# Textausschnitt
■ ■ ■ ■

Genau diese Problematik ist es, die es der IT so schwer macht, sich vorzustellen, wie es dem Kunden eigentlich geht. Für den Kunden ist die IT ein reiner Supportprozess, der funktionieren muss, damit er seiner Arbeit nachgehen kann und Umsatz (und hoffentlich auch Gewinn) erzielen kann. Ob und wie das ganze funktioniert ist egal, es muss funktionieren. In den letzten Jahren hat sich die IT-Branche aber beim Kunden aufgedrängt und in den Vordergrund gestellt, weil mit der IT ja alles so viel leichter, schneller und besser funktioniert. Was wurde nicht alles vom papierlosen Büro gesprochen? Was hat es gebracht? Eine ausgedruckte Mail im Kundenordner findet sich heute immer noch schneller als in einer Datenbank, insbesonders wenn man sie noch jemandem vorlegen sollte. Was hat das alles mit der Frage nach “sicher” zu tun? Sehr viel. Denn auch die IT-Sicherheit ist ein Supportprozess, allerdings der IT selbst, um diese zu schützen und funktionsfähig im Falle eines Angriffes zu halten. Doch wie wurde über IT-Sicherheit mit dem Kunden gesprochen? Es wurde sehr selten behandelt, was denn nun genau zu schützen ist, denn in diesem Fall hätte es sich ja ergeben können, dass die Firewall, oder das Backup dann doch überdimensioniert sind und man keinen so grossen Wartungsvertrag noch oben drauf setzen kann. Was für ein Jammer für den Sales. Dies soll nun kein Schlag gegen den Sales sein, denn dieser wird von der gewinnorientierten Geschäftsführung angetrieben und muss Zahlen bringen. Aber in all diesem Streben nach mehr Gewinn blieb die Sicherheit an sich auf der Strecke. Nicht weil die Lösungen an sich so schlecht wären, oder gar falsch. Dies trifft zu einem Teil bei den Kunden zu, nämlich dann, wenn ein IT-Dienstleister auf den Sicherheitszug aufgesprungen ist, wegen der Gewinne und nicht weil er sich damit auskennt. So eine Firewall steckt man ja auch nur einfach dazwischen, was kann da schon schiefgehen? Wenn eine Managementoberfläche es geschafft hat, per Google gefunden zu werden, dann ist das ja ein Feature. Aber zurück zum Anfang der Diskussion. Stellen Sie Sich selbst die Frage, was für Sie im Zusammenhang mit Ihren Daten “sicher” bedeutet und für welche Daten dies gilt.

Auch hier greift die Formulierung ja schon etwas zu kurz. Geht es um Daten? Um Dateien? Um Wissen? Um Informationen? Lassen Sie mich die Frage daher präzisieren.

Was bedeutet für Sie “sicher” bezogen auf in Dateien gespeicherte firmenrelevante Informationen, deren Daten für Geschäftsprozesse imanent sind?

Um einen Kunden an dieser Stelle zu zitieren “Wus? Heans I möcht a Sicherheitskonzept, ka wissenschaftliche Arbeit!”

■ ■ ■ ■

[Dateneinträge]
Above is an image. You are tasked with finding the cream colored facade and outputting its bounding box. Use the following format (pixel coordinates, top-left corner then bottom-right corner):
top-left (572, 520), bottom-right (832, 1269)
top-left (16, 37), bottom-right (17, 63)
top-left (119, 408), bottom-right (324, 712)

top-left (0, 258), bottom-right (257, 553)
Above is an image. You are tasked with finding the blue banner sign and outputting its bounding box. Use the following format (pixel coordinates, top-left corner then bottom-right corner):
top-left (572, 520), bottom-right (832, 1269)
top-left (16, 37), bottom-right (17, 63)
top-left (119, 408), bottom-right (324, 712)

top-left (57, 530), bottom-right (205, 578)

■ ■ ■ ■

# Aufgabenstellung
Gib den Textausschnitt von „Auch hier greift“ bis „Geschäftsprozesse imanent sind?“ wortgetreu wieder. Die Einträge haben mit dem Textausschnitt nichts zu tun.

# Bearbeitete Aufgabe
Auch hier greift die Formulierung ja schon etwas zu kurz. Geht es um Daten? Um Dateien? Um Wissen? Um Informationen? Lassen Sie mich die Frage daher präzisieren.

Was bedeutet für Sie “sicher” bezogen auf in Dateien gespeicherte firmenrelevante Informationen, deren Daten für Geschäftsprozesse imanent sind?